> **What to produce**:
Copy the lines of the material below word for word, beginning at the line that contains "Question. Place one point on every instance of the railing" and ending after the line that contains "x=329 y=505". Include both of those lines.

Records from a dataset

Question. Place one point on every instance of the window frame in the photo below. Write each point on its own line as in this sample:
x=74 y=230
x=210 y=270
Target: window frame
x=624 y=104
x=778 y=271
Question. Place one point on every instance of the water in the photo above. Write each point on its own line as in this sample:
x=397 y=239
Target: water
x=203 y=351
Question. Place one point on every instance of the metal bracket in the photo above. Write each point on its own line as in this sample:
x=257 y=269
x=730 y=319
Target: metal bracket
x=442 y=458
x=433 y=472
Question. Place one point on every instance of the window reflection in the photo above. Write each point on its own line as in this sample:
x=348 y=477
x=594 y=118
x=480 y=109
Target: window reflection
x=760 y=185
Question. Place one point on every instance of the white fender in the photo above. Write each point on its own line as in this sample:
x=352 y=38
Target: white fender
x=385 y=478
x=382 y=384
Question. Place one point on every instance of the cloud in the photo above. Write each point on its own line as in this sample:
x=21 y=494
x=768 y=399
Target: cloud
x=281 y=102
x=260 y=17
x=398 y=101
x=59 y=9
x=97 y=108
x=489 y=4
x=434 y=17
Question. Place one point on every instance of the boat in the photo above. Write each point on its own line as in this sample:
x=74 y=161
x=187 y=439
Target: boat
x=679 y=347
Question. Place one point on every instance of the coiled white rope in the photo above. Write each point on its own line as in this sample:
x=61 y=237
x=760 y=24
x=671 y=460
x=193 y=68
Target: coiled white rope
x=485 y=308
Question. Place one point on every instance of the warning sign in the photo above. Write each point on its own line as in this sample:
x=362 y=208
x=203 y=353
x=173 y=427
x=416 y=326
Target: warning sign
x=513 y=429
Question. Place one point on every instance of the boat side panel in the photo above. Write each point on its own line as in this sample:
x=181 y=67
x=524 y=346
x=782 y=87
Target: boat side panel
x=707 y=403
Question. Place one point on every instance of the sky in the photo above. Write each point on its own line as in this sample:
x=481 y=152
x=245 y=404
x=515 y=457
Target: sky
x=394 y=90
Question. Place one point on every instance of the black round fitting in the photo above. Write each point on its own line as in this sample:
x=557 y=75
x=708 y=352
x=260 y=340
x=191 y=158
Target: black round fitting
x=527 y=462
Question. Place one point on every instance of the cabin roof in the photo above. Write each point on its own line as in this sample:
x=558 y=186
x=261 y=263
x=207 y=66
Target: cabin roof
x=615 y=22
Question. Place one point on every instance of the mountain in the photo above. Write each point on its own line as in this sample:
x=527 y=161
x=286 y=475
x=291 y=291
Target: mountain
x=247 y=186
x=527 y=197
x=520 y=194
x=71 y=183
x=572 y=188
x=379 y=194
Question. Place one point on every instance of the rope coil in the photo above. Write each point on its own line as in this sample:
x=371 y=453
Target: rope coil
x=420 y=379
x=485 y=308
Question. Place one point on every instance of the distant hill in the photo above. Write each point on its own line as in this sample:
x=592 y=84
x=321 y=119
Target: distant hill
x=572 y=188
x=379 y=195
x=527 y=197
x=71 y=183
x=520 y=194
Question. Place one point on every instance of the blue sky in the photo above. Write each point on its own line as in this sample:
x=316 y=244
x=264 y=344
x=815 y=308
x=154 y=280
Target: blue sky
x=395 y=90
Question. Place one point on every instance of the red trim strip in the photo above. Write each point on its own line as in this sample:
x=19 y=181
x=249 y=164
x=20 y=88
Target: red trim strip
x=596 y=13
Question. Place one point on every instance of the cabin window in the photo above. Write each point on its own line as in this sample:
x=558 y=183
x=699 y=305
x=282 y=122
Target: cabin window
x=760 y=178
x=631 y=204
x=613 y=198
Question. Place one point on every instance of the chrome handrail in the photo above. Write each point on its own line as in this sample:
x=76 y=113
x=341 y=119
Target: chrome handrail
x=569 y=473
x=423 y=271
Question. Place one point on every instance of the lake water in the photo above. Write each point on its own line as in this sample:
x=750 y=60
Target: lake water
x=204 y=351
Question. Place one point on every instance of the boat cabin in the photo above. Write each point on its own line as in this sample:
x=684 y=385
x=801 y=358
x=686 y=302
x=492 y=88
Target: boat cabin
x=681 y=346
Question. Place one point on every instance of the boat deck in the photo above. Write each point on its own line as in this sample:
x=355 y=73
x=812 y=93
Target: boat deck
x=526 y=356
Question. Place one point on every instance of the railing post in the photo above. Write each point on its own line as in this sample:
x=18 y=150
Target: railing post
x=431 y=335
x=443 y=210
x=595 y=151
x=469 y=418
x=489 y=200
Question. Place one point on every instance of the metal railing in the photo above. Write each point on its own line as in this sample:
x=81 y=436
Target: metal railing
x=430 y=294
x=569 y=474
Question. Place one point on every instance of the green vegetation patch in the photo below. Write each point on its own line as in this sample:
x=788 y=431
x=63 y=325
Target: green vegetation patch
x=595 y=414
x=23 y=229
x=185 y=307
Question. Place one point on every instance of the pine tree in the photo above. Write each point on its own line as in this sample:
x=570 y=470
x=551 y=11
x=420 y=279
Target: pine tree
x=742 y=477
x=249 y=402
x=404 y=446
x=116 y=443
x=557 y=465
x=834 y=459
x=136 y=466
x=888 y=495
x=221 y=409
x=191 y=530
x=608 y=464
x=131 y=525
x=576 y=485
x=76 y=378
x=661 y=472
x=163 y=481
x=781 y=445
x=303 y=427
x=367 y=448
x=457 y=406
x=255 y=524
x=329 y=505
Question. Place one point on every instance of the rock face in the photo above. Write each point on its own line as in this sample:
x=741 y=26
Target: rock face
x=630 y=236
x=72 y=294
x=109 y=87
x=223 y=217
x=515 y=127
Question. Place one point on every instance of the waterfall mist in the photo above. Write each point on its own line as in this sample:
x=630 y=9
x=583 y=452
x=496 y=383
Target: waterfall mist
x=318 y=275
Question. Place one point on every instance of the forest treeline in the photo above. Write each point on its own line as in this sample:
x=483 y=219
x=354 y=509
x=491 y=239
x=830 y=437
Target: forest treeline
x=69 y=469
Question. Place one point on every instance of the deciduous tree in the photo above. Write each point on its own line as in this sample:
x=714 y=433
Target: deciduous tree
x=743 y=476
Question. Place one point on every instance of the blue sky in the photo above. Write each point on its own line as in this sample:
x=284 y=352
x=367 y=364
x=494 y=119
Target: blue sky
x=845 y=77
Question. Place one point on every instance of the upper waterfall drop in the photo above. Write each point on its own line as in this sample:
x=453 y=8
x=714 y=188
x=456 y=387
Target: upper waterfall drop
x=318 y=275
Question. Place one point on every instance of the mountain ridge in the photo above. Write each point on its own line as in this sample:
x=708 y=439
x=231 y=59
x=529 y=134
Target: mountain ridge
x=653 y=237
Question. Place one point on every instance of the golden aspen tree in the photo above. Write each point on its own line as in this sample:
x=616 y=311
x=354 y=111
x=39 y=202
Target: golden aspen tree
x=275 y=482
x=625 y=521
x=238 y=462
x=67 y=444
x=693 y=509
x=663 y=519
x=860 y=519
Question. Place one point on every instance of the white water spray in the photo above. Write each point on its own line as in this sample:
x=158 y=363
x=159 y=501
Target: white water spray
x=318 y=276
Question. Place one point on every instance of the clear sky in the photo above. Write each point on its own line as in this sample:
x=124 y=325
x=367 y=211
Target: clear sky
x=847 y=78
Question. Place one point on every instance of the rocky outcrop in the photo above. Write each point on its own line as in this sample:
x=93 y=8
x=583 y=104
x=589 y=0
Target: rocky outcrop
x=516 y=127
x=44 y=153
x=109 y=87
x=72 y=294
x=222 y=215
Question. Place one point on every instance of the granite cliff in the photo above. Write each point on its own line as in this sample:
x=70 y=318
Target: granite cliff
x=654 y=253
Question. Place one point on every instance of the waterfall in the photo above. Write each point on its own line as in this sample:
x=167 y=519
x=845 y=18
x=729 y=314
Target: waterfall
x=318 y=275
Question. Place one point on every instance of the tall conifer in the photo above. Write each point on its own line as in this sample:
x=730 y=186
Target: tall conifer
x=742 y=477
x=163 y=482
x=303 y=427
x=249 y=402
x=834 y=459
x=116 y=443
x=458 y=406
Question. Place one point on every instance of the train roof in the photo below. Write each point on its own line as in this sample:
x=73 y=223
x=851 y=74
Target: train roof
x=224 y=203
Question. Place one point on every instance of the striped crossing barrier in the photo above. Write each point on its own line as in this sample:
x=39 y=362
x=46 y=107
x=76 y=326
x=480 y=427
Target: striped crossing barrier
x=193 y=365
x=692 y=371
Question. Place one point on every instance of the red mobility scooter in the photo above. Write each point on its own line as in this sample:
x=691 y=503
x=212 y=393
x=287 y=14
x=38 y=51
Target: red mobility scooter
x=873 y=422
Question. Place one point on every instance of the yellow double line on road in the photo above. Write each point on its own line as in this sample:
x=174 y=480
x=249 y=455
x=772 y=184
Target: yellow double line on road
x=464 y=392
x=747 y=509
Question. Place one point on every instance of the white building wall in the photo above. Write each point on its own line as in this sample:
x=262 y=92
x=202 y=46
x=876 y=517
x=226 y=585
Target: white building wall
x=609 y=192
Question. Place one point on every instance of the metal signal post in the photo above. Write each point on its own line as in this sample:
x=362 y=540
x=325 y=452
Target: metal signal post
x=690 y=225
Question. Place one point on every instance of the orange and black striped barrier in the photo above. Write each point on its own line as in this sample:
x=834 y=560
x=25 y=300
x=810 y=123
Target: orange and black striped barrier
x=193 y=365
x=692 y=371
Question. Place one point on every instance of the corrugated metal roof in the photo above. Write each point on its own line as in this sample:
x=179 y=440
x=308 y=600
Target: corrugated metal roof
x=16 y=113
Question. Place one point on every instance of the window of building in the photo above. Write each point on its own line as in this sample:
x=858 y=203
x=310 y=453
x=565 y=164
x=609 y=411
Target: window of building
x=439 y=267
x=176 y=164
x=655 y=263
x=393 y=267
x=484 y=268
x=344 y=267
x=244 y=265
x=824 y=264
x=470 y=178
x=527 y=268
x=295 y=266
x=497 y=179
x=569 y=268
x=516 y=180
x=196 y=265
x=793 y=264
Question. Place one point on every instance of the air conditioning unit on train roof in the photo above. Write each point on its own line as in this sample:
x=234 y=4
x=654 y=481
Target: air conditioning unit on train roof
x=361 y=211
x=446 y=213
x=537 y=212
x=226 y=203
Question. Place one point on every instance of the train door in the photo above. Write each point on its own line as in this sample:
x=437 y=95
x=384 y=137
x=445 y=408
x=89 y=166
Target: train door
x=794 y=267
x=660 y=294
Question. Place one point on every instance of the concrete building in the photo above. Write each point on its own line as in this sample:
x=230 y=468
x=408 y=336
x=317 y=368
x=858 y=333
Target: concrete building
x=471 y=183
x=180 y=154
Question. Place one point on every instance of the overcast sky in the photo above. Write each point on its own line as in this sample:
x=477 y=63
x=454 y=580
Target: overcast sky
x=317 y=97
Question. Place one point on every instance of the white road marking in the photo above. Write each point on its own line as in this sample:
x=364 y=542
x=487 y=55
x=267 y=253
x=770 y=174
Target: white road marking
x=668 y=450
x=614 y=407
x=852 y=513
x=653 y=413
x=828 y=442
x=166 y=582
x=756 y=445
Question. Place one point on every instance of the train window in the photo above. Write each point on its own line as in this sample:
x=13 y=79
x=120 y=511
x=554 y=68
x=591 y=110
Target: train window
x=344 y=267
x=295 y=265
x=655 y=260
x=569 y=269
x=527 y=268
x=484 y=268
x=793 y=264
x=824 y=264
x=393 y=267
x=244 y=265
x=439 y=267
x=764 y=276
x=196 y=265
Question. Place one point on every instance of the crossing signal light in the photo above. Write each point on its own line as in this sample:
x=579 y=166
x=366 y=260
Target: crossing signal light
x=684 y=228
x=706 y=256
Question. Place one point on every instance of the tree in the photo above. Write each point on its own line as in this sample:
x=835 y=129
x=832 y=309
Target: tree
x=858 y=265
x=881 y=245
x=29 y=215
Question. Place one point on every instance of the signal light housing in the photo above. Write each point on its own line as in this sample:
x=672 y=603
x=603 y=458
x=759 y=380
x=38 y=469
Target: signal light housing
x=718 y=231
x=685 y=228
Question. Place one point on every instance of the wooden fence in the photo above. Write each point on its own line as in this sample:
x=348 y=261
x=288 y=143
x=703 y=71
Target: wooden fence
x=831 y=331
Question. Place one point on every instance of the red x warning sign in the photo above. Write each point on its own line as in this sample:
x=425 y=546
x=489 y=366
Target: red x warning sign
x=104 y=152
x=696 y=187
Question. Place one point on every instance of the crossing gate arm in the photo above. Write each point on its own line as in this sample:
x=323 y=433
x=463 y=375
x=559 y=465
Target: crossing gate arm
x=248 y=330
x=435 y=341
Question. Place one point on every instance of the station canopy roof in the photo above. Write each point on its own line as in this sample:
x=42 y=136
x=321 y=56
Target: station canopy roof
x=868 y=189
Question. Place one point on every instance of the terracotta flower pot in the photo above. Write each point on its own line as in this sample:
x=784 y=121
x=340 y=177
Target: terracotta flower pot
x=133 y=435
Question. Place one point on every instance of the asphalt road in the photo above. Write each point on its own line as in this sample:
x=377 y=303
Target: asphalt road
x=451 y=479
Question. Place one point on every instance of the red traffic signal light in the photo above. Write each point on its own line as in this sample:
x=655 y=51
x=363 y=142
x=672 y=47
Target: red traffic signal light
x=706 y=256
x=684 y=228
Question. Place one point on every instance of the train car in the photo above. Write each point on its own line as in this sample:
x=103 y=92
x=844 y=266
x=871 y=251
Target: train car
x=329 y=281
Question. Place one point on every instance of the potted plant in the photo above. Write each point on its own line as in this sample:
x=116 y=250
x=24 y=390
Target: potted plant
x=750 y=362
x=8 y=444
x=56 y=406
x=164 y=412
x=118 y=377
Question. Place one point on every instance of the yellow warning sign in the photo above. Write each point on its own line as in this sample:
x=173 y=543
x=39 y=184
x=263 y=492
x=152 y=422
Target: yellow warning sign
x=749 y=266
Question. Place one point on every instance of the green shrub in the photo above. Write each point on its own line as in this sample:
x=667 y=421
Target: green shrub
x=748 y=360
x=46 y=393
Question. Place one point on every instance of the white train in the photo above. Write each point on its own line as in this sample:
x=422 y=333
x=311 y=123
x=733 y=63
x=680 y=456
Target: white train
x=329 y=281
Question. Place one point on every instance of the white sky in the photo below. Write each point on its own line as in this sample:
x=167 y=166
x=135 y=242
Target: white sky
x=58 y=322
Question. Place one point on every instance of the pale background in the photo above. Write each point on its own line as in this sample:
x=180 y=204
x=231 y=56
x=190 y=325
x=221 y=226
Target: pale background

> **Expected answer**:
Question. Place one point on every instance of the railing post in the photo above. Write each point on its own line as in this sample:
x=18 y=150
Target: railing post
x=431 y=335
x=443 y=210
x=595 y=151
x=469 y=418
x=489 y=200
Question. Place one point on every instance of the metal railing in the photo above. Write each point on its own line as in this sample:
x=81 y=436
Target: metal railing
x=430 y=294
x=569 y=474
Question. Place one point on every instance of the green vegetation patch in the photo below. Write each point on its own line as in this sample:
x=788 y=431
x=63 y=325
Target: green vegetation patch
x=595 y=414
x=23 y=229
x=185 y=307
Question. Place one point on every instance of the pine tree in the photo above. Write each point on its own line as in this sample:
x=570 y=470
x=551 y=11
x=420 y=279
Target: pine tree
x=742 y=477
x=249 y=402
x=404 y=446
x=116 y=443
x=557 y=465
x=834 y=459
x=136 y=466
x=888 y=495
x=221 y=409
x=191 y=530
x=608 y=464
x=131 y=525
x=576 y=485
x=76 y=378
x=661 y=472
x=163 y=481
x=781 y=445
x=303 y=427
x=367 y=448
x=457 y=406
x=255 y=524
x=329 y=505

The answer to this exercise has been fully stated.